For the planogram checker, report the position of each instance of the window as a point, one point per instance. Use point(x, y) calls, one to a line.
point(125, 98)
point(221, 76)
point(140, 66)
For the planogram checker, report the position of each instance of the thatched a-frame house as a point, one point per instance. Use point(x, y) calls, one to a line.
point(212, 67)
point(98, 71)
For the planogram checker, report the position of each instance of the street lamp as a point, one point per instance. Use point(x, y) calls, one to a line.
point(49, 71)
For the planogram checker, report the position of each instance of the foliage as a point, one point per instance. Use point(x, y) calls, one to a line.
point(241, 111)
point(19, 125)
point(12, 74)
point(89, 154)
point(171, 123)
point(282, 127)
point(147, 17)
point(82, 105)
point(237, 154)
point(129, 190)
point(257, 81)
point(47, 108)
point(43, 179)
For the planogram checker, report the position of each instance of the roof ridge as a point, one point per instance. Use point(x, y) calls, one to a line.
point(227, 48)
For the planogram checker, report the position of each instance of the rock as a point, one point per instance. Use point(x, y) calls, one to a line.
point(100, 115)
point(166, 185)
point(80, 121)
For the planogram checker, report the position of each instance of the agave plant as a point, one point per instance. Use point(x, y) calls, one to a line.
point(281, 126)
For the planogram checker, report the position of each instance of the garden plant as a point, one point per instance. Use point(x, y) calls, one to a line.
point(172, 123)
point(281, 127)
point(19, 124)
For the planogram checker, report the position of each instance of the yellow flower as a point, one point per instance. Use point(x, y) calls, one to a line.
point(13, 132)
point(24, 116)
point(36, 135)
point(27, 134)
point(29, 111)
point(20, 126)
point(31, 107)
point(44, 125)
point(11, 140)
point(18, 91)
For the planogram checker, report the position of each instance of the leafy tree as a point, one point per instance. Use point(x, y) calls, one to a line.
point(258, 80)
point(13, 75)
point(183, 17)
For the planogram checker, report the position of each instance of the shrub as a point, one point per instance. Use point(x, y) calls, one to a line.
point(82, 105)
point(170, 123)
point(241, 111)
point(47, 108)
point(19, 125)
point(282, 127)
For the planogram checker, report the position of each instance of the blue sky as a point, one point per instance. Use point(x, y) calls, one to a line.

» **Exercise**: Put every line of the items above into a numbered list, skipping any blank lines.

» **The answer**:
1. For the planogram checker, report the position of each instance of the window as a point, one point per instance. Use point(x, y) calls, one to a line.
2. point(125, 98)
3. point(221, 76)
4. point(140, 66)
5. For the planogram checker, report the position of each instance of the thatched a-frame house as a point, one point per instance. Use point(x, y) calls, one to a line.
6. point(212, 67)
7. point(98, 71)
8. For the planogram checker, report the position of each instance of the street lamp as a point, one point per instance. Use point(x, y) calls, one to a line.
9. point(49, 71)
10. For the planogram checker, report the position of each instance of the foliage as a point, one point per instance. Use point(x, y) calls, one to a line.
11. point(241, 111)
12. point(19, 125)
13. point(12, 74)
14. point(89, 154)
15. point(171, 123)
16. point(282, 127)
17. point(147, 17)
18. point(82, 105)
19. point(237, 154)
20. point(129, 190)
21. point(257, 81)
22. point(47, 108)
23. point(43, 179)
24. For the planogram checker, report the position of each instance of the roof ridge as a point, one point per instance. Use point(x, y) calls, one to a line.
25. point(227, 48)
26. For the planogram checker, report the position of each instance of the rock as a point, one point per instance. Use point(x, y) calls, one to a line.
27. point(100, 115)
28. point(166, 185)
29. point(80, 121)
30. For the planogram checker, report the position of each instance of the agave plant as a point, one point per instance. Use point(x, y) calls, one to a line.
31. point(281, 126)
32. For the planogram checker, report the position of each instance of the garden plant as a point, one point per instance. Use point(x, y) calls, one to a line.
33. point(172, 123)
34. point(281, 127)
35. point(19, 124)
36. For the planogram checker, report the position of each instance of the yellow flower as a point, one point per instance. Use point(x, y) calls, one to a line.
37. point(13, 132)
38. point(24, 116)
39. point(36, 135)
40. point(27, 134)
41. point(29, 111)
42. point(20, 126)
43. point(31, 107)
44. point(44, 125)
45. point(11, 140)
46. point(18, 91)
47. For the planogram checker, report the position of each instance of the leafy tree as a point, one point per instance. Use point(x, y) calls, one to a line.
48. point(258, 80)
49. point(13, 75)
50. point(183, 17)
51. For the planogram checker, report the position of each instance of the shrub as a point, one point per instance. Use point(x, y) calls, one to a line.
52. point(82, 105)
53. point(170, 123)
54. point(241, 111)
55. point(47, 108)
56. point(19, 125)
57. point(282, 127)
58. For the planogram checker, report the position of each instance of the blue sky as a point, one point per instance. Use point(x, y) calls, one to a line.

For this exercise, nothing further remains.